__WORK REQUEST__
Search the material for lines containing the word "wing", and copy each one.

__DATA EXTRACTS__
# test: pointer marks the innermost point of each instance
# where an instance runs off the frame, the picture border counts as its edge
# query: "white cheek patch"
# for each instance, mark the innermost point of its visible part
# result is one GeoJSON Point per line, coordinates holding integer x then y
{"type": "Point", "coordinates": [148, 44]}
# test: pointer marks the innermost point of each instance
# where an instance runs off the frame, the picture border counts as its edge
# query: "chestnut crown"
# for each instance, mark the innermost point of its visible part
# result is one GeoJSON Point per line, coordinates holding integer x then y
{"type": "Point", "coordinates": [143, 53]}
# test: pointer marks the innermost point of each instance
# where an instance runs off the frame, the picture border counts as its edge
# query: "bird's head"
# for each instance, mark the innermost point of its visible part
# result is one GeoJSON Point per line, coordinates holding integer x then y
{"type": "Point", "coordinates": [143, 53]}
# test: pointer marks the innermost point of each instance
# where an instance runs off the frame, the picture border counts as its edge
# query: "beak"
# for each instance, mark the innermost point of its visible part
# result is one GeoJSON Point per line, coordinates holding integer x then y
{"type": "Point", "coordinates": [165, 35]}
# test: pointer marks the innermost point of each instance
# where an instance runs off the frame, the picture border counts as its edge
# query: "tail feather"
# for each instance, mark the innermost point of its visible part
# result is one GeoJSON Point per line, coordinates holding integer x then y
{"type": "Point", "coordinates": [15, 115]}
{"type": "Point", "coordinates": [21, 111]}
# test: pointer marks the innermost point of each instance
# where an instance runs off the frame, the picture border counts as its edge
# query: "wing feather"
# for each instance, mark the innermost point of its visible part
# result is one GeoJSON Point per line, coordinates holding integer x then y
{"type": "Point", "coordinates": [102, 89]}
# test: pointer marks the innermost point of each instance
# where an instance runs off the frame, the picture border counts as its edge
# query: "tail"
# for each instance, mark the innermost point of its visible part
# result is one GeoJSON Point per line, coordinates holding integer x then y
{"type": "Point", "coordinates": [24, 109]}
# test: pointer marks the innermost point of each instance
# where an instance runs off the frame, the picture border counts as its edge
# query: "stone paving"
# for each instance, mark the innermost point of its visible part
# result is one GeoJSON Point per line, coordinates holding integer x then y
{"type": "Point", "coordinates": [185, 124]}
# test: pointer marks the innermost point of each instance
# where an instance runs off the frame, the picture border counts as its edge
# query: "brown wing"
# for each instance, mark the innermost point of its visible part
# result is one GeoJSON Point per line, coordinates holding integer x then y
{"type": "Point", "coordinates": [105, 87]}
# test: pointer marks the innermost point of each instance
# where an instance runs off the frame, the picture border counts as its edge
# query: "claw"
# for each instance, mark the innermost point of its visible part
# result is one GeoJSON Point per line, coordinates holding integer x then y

__THE COMPLETED TASK__
# query: "wing feather"
# query: "brown wing"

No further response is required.